Entries for pointing at named objects:

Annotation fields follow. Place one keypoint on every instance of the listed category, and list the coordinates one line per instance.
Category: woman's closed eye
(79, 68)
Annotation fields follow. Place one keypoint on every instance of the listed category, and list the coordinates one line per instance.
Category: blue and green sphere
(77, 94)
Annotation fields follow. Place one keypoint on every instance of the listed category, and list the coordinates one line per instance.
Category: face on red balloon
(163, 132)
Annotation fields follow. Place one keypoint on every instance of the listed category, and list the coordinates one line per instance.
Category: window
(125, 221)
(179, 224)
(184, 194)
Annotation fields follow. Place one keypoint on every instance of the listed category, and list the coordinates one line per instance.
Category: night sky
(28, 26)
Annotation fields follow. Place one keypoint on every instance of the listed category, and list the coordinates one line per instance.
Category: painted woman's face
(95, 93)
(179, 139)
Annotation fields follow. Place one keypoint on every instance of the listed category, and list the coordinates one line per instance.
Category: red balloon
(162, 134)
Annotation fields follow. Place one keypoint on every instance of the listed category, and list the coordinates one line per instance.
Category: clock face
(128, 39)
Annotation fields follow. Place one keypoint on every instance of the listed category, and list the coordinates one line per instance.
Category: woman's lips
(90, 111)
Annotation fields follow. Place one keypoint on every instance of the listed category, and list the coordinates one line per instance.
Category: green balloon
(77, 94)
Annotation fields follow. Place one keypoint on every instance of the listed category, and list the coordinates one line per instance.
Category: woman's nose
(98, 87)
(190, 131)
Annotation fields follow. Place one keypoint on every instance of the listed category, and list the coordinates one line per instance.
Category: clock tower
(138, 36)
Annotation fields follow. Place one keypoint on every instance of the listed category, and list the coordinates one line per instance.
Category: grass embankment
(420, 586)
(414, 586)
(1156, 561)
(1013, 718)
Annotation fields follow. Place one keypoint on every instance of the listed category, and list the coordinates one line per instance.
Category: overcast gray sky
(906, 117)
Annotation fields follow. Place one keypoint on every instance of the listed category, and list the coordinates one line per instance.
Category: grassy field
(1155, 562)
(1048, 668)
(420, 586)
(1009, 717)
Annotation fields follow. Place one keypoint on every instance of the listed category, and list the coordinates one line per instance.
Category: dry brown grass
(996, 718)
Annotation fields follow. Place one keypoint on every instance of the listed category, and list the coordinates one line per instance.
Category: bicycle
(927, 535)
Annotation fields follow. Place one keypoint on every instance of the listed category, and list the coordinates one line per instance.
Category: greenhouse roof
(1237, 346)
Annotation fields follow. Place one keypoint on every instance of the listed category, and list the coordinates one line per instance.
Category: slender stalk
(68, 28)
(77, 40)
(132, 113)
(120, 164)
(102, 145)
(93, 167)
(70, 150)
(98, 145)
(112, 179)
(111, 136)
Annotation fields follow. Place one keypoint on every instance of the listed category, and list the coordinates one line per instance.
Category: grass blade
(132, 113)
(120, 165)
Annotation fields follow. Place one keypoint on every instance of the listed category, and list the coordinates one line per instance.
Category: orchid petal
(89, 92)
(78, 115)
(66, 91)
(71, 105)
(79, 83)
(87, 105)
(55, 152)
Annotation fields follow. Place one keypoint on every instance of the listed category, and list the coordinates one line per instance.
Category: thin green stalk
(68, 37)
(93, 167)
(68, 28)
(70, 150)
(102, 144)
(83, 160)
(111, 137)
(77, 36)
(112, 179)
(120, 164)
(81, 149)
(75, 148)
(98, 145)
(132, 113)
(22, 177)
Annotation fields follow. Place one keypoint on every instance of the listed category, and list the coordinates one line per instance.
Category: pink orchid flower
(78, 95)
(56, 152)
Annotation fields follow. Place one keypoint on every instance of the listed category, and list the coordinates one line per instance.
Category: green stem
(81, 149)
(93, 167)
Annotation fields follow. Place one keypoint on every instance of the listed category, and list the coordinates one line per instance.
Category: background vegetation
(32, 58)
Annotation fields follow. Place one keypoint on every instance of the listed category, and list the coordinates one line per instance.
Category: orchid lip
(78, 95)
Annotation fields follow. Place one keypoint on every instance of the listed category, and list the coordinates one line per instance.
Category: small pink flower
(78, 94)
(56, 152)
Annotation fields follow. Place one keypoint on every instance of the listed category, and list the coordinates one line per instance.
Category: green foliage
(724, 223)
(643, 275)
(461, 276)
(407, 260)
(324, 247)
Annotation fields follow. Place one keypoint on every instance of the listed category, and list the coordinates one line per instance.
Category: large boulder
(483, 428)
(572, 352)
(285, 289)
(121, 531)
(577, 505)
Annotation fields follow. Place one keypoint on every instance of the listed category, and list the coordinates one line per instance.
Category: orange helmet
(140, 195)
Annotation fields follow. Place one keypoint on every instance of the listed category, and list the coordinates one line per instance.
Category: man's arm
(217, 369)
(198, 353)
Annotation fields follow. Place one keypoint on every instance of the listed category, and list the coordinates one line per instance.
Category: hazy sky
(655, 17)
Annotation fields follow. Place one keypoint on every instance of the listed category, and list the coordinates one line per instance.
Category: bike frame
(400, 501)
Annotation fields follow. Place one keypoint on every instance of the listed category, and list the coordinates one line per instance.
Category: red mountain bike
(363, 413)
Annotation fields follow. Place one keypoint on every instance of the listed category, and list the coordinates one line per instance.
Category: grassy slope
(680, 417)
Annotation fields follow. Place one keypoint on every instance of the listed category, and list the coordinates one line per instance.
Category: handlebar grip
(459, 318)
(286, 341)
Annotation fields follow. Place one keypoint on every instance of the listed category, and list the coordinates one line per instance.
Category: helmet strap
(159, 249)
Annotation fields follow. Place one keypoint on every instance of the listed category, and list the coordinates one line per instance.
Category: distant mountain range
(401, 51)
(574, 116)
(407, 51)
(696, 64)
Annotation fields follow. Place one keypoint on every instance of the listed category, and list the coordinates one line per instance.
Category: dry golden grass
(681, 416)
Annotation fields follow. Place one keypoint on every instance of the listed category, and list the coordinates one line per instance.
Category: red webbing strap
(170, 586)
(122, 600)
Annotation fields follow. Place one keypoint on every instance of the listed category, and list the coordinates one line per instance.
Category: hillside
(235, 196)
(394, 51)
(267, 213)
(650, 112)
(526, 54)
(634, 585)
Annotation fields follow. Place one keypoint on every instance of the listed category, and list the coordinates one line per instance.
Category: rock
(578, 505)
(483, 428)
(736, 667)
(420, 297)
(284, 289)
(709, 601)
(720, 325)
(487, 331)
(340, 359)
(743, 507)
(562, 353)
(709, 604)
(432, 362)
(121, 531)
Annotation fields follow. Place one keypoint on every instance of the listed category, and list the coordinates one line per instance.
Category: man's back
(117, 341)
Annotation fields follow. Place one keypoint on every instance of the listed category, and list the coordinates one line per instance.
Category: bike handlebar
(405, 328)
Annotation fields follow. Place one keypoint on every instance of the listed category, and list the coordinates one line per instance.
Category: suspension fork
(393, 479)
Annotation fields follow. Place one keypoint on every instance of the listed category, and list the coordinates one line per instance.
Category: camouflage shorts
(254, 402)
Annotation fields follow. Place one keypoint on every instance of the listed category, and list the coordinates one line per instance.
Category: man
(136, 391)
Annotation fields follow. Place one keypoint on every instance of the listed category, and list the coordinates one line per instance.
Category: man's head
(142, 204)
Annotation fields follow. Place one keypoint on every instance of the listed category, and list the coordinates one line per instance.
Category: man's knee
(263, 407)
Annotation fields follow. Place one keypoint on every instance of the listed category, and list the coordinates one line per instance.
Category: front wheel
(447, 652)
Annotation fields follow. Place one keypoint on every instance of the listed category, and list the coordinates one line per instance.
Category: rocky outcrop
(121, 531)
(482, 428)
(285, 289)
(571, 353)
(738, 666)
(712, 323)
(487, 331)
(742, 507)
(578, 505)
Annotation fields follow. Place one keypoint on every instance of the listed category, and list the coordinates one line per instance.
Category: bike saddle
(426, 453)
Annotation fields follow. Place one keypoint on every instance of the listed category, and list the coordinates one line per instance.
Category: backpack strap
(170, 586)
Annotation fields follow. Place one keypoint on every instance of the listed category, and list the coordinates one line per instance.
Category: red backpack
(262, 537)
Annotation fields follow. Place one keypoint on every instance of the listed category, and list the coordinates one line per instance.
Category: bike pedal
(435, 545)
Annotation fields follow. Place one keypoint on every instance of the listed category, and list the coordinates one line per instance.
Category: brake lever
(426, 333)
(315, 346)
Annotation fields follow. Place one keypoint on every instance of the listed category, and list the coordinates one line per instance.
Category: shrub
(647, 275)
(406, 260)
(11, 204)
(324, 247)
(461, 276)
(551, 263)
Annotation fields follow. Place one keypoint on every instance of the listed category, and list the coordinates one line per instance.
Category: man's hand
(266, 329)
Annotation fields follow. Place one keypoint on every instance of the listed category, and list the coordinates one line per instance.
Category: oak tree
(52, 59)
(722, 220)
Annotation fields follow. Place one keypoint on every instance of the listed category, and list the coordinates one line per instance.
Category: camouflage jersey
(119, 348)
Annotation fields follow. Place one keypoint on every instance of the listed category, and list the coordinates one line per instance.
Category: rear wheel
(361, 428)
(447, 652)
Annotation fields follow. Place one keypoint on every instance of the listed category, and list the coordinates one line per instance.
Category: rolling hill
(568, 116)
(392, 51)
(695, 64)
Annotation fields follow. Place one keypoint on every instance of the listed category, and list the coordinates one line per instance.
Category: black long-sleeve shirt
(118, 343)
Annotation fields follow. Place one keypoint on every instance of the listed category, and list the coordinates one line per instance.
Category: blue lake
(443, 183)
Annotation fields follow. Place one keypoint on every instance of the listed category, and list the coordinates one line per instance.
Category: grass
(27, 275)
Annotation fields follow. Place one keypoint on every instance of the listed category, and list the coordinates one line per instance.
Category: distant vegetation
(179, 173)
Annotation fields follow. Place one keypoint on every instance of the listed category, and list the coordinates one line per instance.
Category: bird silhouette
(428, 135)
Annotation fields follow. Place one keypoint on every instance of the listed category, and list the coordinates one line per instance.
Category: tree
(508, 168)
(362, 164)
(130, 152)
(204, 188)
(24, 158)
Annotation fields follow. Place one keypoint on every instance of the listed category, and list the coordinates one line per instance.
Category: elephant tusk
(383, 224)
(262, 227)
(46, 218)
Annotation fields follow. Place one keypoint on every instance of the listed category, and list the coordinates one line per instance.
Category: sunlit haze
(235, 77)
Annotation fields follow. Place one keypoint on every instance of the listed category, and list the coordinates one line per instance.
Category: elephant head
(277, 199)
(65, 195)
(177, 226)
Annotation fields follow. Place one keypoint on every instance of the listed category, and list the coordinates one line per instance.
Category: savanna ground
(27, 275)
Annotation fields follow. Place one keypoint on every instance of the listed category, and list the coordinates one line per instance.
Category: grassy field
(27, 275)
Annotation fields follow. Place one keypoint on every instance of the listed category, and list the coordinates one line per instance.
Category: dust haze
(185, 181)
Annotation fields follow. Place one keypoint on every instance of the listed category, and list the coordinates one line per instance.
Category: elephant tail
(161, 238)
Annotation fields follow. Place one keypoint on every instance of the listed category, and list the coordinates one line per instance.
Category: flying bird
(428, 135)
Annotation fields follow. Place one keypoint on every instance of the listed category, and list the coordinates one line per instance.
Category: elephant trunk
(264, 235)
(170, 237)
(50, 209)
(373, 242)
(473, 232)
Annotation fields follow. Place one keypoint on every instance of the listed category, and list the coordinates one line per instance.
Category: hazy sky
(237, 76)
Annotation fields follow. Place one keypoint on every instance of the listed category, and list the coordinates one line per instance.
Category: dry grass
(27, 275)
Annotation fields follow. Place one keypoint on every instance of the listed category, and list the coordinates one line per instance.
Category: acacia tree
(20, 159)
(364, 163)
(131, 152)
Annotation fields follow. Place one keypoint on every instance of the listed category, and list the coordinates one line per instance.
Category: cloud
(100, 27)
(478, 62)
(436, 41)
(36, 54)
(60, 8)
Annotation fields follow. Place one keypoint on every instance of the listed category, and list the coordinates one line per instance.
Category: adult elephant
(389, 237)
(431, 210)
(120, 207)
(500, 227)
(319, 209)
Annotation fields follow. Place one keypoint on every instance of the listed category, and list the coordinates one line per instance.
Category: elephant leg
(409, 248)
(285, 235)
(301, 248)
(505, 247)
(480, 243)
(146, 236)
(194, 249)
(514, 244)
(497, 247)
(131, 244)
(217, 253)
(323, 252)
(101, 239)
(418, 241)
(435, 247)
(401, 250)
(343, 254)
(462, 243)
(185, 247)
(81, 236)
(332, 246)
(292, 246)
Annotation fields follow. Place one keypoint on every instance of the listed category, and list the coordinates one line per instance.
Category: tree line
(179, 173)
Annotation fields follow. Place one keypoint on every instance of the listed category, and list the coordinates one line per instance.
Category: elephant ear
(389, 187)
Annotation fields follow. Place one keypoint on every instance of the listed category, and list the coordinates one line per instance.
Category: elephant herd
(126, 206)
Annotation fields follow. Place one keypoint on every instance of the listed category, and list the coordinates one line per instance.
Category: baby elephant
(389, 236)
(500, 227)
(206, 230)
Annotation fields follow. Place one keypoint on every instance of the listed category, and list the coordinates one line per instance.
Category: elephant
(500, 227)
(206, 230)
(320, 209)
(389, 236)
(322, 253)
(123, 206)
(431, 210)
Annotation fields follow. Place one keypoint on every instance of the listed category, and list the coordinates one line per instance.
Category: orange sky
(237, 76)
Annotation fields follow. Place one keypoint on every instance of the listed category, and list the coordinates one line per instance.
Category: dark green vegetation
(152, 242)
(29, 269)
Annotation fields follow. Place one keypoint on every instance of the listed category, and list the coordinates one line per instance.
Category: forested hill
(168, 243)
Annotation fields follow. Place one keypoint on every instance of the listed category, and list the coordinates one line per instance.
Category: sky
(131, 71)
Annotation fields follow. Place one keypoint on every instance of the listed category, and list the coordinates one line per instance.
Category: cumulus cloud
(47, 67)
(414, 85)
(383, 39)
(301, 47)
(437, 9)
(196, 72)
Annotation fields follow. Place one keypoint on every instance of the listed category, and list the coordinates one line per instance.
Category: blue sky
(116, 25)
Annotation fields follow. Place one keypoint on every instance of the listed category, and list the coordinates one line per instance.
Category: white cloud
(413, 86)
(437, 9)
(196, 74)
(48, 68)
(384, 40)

* **Exercise brief**:
Return each line of the records that contains the word "clock". Letter case counts.

* **The solution**:
Category: clock face
Category: clock tower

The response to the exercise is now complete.